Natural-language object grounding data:
--- START ---
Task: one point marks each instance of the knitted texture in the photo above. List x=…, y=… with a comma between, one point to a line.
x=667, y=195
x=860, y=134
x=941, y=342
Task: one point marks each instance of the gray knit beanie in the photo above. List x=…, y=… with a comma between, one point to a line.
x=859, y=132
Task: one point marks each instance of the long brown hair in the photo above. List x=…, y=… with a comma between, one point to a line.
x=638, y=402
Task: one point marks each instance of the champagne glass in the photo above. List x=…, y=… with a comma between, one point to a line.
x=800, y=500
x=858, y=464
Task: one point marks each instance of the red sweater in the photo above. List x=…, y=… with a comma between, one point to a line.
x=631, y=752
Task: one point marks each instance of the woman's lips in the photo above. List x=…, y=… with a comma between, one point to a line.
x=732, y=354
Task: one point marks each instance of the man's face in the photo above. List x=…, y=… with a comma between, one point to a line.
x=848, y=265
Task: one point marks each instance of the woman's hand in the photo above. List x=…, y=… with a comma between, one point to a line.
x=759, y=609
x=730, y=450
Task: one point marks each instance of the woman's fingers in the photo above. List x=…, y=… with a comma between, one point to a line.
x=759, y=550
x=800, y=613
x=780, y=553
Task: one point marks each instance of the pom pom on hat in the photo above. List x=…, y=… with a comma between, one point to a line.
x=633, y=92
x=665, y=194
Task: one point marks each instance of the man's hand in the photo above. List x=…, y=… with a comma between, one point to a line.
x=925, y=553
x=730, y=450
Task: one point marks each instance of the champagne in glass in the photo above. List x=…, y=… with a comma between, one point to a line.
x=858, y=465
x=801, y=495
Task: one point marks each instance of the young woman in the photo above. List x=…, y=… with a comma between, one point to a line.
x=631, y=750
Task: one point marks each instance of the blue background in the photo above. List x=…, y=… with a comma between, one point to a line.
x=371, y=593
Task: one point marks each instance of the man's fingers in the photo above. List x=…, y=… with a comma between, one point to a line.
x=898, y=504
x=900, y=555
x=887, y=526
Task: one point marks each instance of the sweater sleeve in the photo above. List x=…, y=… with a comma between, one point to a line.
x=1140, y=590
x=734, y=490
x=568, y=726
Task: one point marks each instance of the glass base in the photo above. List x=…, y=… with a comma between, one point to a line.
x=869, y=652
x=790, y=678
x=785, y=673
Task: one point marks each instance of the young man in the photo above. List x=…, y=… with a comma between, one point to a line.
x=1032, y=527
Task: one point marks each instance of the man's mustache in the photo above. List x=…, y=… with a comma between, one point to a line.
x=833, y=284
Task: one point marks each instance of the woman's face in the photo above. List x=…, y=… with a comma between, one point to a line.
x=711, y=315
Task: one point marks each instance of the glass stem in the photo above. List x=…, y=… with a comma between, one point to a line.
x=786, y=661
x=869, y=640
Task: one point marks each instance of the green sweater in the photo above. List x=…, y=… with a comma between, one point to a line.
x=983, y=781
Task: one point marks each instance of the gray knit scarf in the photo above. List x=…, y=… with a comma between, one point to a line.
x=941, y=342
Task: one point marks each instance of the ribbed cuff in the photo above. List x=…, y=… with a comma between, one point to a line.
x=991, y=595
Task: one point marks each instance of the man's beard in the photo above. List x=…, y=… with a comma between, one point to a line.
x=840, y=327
--- END ---
About this task: Each line of the data above is to be duplicated exactly.

Task answer:
Task: one point marks each instance of the knitted texture in the photo above. List x=…, y=… with a comma between, one point to a line.
x=667, y=195
x=860, y=134
x=941, y=342
Task: one point marks each instance of the gray knit beanie in the photo above. List x=…, y=… with a comma between, one point to a line.
x=859, y=132
Task: one point marks each instance of the long brown hair in the photo above. List x=…, y=… with a comma between, one point to a line.
x=638, y=402
Task: one point marks each instance of the champagne glass in the photo above. List x=…, y=… with a comma between, one point to a line.
x=800, y=500
x=858, y=464
Task: one point marks each instance of the red sweater in the photo above. List x=…, y=… with a comma between, one point to a line.
x=631, y=752
Task: one point marks each instance of the woman's lips in the photo above. List x=…, y=… with a comma between, one point to a line.
x=732, y=354
Task: one point marks each instance of the man's face in the photo above. List x=…, y=… with a comma between, one point to a line.
x=848, y=265
Task: one point marks each instance of the woman's hand in the photo above. List x=…, y=… with a comma between, one point to a line.
x=759, y=609
x=730, y=450
Task: one point marks each instance of the woman's fingers in the photo above. List x=…, y=… with a comma between, one point to a line.
x=759, y=550
x=800, y=613
x=780, y=553
Task: one point marks each instance of the pom pom on hat in the photo above. List x=…, y=… with a comma between, one point to a line.
x=633, y=92
x=665, y=194
Task: one point marks each instance of the man's hand in the photo above. List x=…, y=… with a comma between, one point to a line.
x=925, y=553
x=730, y=450
Task: one point marks each instance of the champagne in glass in the photo above. List x=…, y=… with a comma between, one point to a line.
x=858, y=465
x=801, y=495
Task: one point marks each instance of the young woman in the photo above. List x=…, y=… with a comma between, one point to a line.
x=631, y=750
Task: one point marks each instance of the blue background in the photo above. List x=…, y=… with a comma between, one point to a line.
x=371, y=593
Task: one point marks each instance of the man's fingers in the photo above. List x=…, y=… with a comma between, one point to a line.
x=898, y=504
x=900, y=555
x=887, y=526
Task: one point marks each instance of the sweater sleeve in the photo above. List x=…, y=… with a comma between, one point to a line.
x=1140, y=590
x=734, y=490
x=568, y=726
Task: one point marks each instance of the glass base in the photo above. List x=…, y=… with a comma between, one point to a line.
x=869, y=652
x=790, y=678
x=785, y=673
Task: one point marks each instance of the young man in the photo above. List x=…, y=… with a comma between, one point to a line.
x=1032, y=527
Task: one point marks each instance of the man's mustache in the photo above. List x=…, y=… with a comma between, one point to a line.
x=833, y=284
Task: one point marks each instance of the woman's face in the photo above. List x=…, y=… with a comma between, one point to a line.
x=711, y=315
Task: one point marks each instance of the glass stem in the photo above. List x=…, y=… with a comma between, one point to a line.
x=786, y=661
x=869, y=640
Task: one point marks each instance of the green sweater in the photo above. List x=…, y=… with a comma between, one point to a line.
x=983, y=781
Task: one point marks each instance of the gray knit scarf in the photo above. List x=…, y=… with a comma between, one point to a line.
x=941, y=342
Task: one point marks each instance of the ribbed cuff in the photo above. List x=…, y=… with a comma between, one point to a line.
x=991, y=595
Task: one point marks each instance of the man's beard in the photo above. List x=…, y=… with a comma between, one point to a line.
x=840, y=327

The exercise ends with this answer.